====== Extracted data ======

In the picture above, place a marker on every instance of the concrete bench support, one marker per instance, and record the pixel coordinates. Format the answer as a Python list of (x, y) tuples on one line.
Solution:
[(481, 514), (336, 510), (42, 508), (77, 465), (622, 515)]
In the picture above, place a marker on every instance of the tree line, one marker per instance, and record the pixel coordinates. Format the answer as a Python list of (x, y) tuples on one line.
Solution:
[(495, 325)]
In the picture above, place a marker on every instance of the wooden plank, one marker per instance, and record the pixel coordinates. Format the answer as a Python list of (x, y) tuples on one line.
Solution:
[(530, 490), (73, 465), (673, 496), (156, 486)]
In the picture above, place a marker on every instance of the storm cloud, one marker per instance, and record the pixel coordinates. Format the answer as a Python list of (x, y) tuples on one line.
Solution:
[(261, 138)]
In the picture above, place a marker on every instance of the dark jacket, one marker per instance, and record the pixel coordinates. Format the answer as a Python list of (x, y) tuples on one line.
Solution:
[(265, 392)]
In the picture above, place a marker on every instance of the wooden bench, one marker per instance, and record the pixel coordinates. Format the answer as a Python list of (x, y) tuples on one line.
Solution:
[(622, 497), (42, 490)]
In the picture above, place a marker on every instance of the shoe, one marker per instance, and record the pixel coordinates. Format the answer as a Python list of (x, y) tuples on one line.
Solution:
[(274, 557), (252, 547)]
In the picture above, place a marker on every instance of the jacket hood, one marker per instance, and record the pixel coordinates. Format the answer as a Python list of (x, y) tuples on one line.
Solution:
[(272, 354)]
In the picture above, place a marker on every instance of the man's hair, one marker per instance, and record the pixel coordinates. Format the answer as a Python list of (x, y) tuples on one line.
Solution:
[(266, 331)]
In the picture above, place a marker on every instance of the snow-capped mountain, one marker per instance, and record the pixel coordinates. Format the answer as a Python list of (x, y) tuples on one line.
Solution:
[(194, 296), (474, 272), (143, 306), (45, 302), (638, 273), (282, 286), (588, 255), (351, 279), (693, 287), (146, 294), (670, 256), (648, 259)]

======

*What the exercise asks:*
Repeat every one of the lines above, changing each "marker" to "dot" and leaving everything else the same.

*Complete response:*
In the picture above, place a dot on every instance of the concrete bench support, one dot per instance, and record the pixel coordinates. Format the answer as a Python list of (x, y) tuples on one line.
Solution:
[(481, 514), (336, 510), (42, 508), (77, 465), (622, 515)]
In the picture above, place a dot on every instance of the tree line, one dot per instance, and record the pixel coordinates. Format the answer as a Python list of (x, y) tuples on one line.
Solution:
[(495, 325)]
In the picture above, place a dot on every instance of the wooden plank, one dot per instance, and record the pixel coordinates. Format the answer as a Python list of (x, y) tuples on one line.
Solution:
[(530, 490), (73, 465), (673, 496), (156, 486)]
In the picture above, place a dot on every instance of the storm cloud, one dot per instance, and record the pixel coordinates. Format the answer as a Python list of (x, y) tuples on one line.
Solution:
[(261, 138)]
In the picture above, place a dot on every instance of the dark jacket, one dot per instance, and record the pixel coordinates. Format the answer as a Python list of (x, y) tuples on one line.
Solution:
[(265, 392)]
In the picture above, place a dot on every instance of the wooden bench, one dot per instance, and record the pixel coordinates. Format the answer as a Python list of (x, y) tuples on one line.
Solution:
[(622, 497), (42, 490)]
In the picture above, place a dot on every instance of the shoe, one dot per instance, and record the pixel coordinates. Format the answer as a Python list of (x, y) tuples on one line.
Solution:
[(274, 557), (252, 547)]
In the picture above, place a dot on every instance of the jacket hood, one dot per instance, and record the pixel coordinates. Format the answer as a Python list of (x, y) tuples on one line.
Solution:
[(272, 354)]
In the picture above, place a dot on every instance of the man's hair, one dot per instance, and record the pixel coordinates. Format the answer as a Python list of (x, y) tuples on one line.
Solution:
[(266, 331)]
In the picture above, place a dot on every instance of the snow-capped mountain, one dot per instance, and record the pixel coordinates. Format the answer as a Python list of (x, y) tuples on one line.
Solution:
[(194, 296), (474, 272), (143, 306), (45, 302), (638, 273), (282, 286), (588, 255), (351, 279), (693, 287), (146, 294), (670, 256), (648, 259)]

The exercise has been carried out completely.